__DESCRIPTION OF THE TASK__. Reproduce word for word everything in the Wall Street mortgage fraud article from "A whistleblower has" down to "not residential properties.".

__DOCUMENT EXCERPT__.
########################################
Wall Street Accused of Widespread Mortgage Fraud

A whistleblower has come forward, and he is dropping a bombshell on Wall Street.

According to Pro-Publica, a whistleblower is claiming that Securities that contain loans for properties like hotels and office buildings have inflated profits. These grossly inflated properties and profits could lead to another mortgage market collapse as significant as the last great crisis of 2008.

The only difference between the last crisis, and the one to come they claim is that this time commercial properties will lead to the collapse, not residential properties.

Large Banks Are Inflating Profits of Commercial Buildings

The complaint alleges that large banks, including Wells Fargo and Deutsche Bank, are giving borrowers massive mortgage loans far more than the commercial properties are actually worth. When those loans are packaged into CBMS (Commercial Backed Mortgage Securities) the risk is magnified.
########################################
__INPUT DATA__.
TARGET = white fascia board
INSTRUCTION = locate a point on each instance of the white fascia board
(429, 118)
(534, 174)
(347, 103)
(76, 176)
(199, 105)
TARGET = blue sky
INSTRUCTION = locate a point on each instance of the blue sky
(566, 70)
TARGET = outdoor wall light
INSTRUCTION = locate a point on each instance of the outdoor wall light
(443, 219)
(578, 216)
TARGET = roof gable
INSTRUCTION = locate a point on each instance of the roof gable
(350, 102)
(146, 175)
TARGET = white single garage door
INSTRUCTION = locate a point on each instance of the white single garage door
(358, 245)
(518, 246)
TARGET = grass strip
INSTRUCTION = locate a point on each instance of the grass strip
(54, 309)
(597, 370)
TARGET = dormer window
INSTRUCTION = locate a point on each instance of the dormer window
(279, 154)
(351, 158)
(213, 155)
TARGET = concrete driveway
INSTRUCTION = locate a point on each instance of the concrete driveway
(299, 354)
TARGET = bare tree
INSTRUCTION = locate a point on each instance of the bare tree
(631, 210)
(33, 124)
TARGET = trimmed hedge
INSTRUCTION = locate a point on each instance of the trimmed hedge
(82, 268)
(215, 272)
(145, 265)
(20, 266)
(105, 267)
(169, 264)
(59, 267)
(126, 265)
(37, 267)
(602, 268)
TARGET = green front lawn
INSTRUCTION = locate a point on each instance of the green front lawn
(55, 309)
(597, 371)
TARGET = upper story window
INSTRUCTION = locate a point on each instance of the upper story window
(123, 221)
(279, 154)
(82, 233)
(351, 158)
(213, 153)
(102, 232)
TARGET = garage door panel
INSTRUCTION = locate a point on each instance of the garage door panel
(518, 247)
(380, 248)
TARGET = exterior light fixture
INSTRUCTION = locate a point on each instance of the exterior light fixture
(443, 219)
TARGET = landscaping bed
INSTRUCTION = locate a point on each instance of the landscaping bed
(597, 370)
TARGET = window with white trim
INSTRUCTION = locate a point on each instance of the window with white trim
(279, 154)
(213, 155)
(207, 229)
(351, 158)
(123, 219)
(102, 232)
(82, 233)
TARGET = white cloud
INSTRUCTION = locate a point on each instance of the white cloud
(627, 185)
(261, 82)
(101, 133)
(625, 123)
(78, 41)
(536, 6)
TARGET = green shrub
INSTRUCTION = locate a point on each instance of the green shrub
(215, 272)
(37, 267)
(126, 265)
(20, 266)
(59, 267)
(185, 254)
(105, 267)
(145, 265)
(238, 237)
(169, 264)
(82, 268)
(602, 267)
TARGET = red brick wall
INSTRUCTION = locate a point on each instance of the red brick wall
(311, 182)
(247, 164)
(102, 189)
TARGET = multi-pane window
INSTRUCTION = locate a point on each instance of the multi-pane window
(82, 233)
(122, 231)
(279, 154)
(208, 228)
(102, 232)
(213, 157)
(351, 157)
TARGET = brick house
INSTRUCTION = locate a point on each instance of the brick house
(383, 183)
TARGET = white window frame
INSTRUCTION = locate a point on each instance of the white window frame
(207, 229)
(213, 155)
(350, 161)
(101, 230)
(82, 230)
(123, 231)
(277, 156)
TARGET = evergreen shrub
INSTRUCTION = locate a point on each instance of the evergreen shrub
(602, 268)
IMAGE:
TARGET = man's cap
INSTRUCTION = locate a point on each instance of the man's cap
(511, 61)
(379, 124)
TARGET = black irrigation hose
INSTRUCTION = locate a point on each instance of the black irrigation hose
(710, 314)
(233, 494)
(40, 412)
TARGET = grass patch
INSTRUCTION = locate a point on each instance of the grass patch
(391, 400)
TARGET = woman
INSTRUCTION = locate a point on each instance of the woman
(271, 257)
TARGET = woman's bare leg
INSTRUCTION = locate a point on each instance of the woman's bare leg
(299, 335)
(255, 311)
########################################
__FINISHED TASK__.
A whistleblower has come forward, and he is dropping a bombshell on Wall Street.

According to Pro-Publica, a whistleblower is claiming that Securities that contain loans for properties like hotels and office buildings have inflated profits. These grossly inflated properties and profits could lead to another mortgage market collapse as significant as the last great crisis of 2008.

The only difference between the last crisis, and the one to come they claim is that this time commercial properties will lead to the collapse, not residential properties.